* begin Records to use *

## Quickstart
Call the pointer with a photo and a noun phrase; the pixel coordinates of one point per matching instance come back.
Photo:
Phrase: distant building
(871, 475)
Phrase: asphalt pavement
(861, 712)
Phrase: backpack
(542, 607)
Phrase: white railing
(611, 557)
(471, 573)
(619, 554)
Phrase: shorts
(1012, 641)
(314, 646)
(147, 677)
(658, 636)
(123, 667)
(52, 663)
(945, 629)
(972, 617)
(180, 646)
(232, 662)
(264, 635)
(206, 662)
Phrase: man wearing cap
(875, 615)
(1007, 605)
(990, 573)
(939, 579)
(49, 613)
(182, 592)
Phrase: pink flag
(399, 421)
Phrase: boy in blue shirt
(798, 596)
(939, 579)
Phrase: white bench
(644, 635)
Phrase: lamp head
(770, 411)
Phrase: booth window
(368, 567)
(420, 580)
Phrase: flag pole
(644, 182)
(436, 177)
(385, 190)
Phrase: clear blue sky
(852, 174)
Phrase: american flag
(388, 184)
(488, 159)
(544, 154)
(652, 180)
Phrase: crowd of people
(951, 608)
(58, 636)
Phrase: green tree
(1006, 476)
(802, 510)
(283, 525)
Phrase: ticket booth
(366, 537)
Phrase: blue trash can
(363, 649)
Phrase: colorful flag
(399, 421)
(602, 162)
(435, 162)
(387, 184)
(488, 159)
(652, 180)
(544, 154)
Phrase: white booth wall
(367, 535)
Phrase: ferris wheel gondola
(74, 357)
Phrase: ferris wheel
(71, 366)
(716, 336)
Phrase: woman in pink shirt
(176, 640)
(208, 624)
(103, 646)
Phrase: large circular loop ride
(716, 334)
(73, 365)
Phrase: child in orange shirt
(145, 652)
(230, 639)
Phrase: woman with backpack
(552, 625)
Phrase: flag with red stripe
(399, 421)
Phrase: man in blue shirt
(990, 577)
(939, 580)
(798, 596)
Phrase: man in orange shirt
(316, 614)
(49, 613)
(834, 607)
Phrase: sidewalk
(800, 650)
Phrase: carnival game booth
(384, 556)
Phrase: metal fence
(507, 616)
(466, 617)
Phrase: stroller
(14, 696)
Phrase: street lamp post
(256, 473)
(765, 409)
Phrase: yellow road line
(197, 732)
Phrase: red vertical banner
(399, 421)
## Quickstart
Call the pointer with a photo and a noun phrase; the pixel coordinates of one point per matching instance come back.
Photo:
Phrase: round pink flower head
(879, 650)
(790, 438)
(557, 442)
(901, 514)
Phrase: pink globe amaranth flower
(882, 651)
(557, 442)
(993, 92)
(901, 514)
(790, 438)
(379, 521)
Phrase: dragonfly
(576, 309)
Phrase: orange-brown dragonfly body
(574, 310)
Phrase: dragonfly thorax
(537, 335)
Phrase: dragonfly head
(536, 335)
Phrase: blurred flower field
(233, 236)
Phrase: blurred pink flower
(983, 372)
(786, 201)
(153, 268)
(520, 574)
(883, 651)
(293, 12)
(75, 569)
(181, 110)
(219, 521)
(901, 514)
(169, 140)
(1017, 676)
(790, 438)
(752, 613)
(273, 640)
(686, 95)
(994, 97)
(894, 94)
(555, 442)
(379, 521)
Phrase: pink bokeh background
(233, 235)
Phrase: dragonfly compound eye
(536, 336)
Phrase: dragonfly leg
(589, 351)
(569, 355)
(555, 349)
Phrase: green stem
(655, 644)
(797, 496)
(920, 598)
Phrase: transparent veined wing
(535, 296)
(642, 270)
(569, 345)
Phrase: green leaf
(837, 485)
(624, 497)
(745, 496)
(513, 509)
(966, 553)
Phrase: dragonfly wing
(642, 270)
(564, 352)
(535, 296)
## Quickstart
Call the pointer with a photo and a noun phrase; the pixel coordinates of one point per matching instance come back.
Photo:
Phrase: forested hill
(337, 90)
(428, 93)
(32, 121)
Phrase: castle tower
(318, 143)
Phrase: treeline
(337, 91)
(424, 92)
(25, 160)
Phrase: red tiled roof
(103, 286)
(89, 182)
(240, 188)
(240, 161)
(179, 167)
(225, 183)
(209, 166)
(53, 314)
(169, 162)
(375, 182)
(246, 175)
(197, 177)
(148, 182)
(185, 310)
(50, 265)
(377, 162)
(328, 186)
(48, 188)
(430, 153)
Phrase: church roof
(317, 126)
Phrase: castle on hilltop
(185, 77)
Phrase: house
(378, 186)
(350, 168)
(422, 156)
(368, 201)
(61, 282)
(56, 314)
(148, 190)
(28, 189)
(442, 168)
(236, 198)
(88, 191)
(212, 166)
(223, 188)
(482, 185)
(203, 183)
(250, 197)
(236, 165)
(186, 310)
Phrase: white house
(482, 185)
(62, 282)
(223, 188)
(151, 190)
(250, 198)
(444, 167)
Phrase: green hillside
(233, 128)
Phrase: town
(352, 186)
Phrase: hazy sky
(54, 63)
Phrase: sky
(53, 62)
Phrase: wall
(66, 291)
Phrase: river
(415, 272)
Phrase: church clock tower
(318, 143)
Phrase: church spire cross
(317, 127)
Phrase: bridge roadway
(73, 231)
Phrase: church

* end Records to use *

■ Work to complete
Copy every line of the records above without changing anything, from the first line to the last.

■ Exercise answer
## Quickstart
Call the pointer with a photo and a noun phrase; the pixel coordinates of one point per matching instance come back.
Photo:
Phrase: distant building
(871, 475)
Phrase: asphalt pavement
(861, 712)
Phrase: backpack
(542, 607)
Phrase: white railing
(611, 557)
(471, 573)
(619, 554)
Phrase: shorts
(1012, 641)
(314, 646)
(147, 677)
(658, 636)
(123, 667)
(52, 663)
(945, 629)
(972, 617)
(180, 646)
(232, 662)
(264, 635)
(206, 662)
Phrase: man wearing cap
(875, 615)
(1007, 605)
(990, 573)
(939, 579)
(49, 613)
(182, 592)
Phrase: pink flag
(399, 421)
Phrase: boy in blue shirt
(798, 596)
(939, 579)
Phrase: white bench
(644, 635)
Phrase: lamp head
(770, 411)
Phrase: booth window
(368, 567)
(420, 580)
Phrase: flag pole
(644, 182)
(436, 177)
(385, 190)
Phrase: clear blue sky
(852, 174)
Phrase: american flag
(388, 184)
(488, 159)
(544, 154)
(652, 180)
Phrase: crowd of people
(951, 608)
(58, 636)
Phrase: green tree
(1006, 476)
(802, 510)
(283, 525)
Phrase: ticket booth
(366, 537)
Phrase: blue trash can
(363, 649)
Phrase: colorful flag
(399, 421)
(602, 162)
(435, 162)
(387, 184)
(488, 159)
(652, 180)
(544, 154)
Phrase: white booth wall
(367, 535)
Phrase: ferris wheel gondola
(74, 357)
Phrase: ferris wheel
(71, 366)
(716, 336)
Phrase: woman in pink shirt
(176, 640)
(208, 624)
(103, 646)
Phrase: large circular loop ride
(716, 334)
(73, 365)
Phrase: child in orange shirt
(145, 652)
(230, 639)
Phrase: woman with backpack
(552, 625)
Phrase: flag with red stripe
(399, 421)
Phrase: man in blue shirt
(990, 577)
(939, 580)
(798, 596)
Phrase: man in orange shirt
(316, 614)
(49, 613)
(834, 607)
Phrase: sidewalk
(800, 650)
Phrase: carnival game booth
(384, 556)
Phrase: metal fence
(507, 616)
(466, 617)
Phrase: stroller
(14, 696)
Phrase: street lamp post
(256, 473)
(765, 409)
Phrase: yellow road line
(197, 732)
Phrase: red vertical banner
(399, 421)
## Quickstart
Call the pointer with a photo and a noun phrase; the pixel coordinates of one point per matching instance come back.
Photo:
Phrase: round pink flower head
(879, 650)
(790, 438)
(557, 442)
(901, 514)
Phrase: pink globe amaranth flower
(882, 651)
(557, 442)
(993, 92)
(901, 514)
(790, 438)
(379, 521)
Phrase: dragonfly
(576, 309)
Phrase: orange-brown dragonfly body
(574, 310)
Phrase: dragonfly thorax
(537, 335)
Phrase: dragonfly head
(536, 335)
Phrase: blurred flower field
(233, 236)
Phrase: blurred pink flower
(983, 372)
(786, 201)
(153, 268)
(520, 574)
(883, 651)
(293, 12)
(75, 569)
(181, 110)
(219, 521)
(901, 514)
(169, 140)
(1017, 676)
(790, 438)
(752, 613)
(273, 640)
(686, 95)
(994, 97)
(894, 94)
(555, 442)
(379, 521)
Phrase: pink bokeh background
(233, 235)
Phrase: dragonfly compound eye
(536, 336)
Phrase: dragonfly leg
(589, 351)
(569, 355)
(555, 349)
Phrase: green stem
(655, 644)
(797, 496)
(920, 598)
Phrase: transparent veined wing
(535, 296)
(642, 270)
(569, 345)
Phrase: green leaf
(837, 485)
(624, 497)
(745, 496)
(513, 509)
(966, 553)
Phrase: dragonfly wing
(642, 270)
(564, 352)
(535, 296)
## Quickstart
Call the pointer with a photo and a noun phrase; the pixel coordinates of one point per matching instance come back.
Photo:
Phrase: forested hill
(337, 90)
(428, 93)
(32, 121)
Phrase: castle tower
(318, 143)
Phrase: treeline
(337, 91)
(424, 92)
(25, 160)
Phrase: red tiled roof
(103, 286)
(89, 182)
(240, 188)
(240, 161)
(179, 167)
(225, 183)
(209, 166)
(53, 314)
(169, 162)
(375, 182)
(246, 175)
(197, 177)
(148, 182)
(185, 310)
(50, 265)
(377, 162)
(328, 186)
(48, 188)
(430, 153)
Phrase: church roof
(317, 126)
Phrase: castle on hilltop
(185, 77)
Phrase: house
(378, 186)
(350, 168)
(422, 156)
(368, 201)
(61, 282)
(56, 314)
(148, 190)
(28, 189)
(442, 168)
(236, 198)
(88, 191)
(212, 166)
(223, 188)
(482, 185)
(203, 183)
(250, 197)
(236, 165)
(186, 310)
Phrase: white house
(482, 185)
(62, 282)
(223, 188)
(151, 190)
(250, 198)
(444, 167)
Phrase: green hillside
(233, 128)
Phrase: town
(352, 186)
Phrase: hazy sky
(54, 63)
Phrase: sky
(53, 62)
Phrase: wall
(66, 291)
Phrase: river
(415, 272)
Phrase: church clock tower
(318, 143)
Phrase: church spire cross
(317, 127)
Phrase: bridge roadway
(73, 231)
Phrase: church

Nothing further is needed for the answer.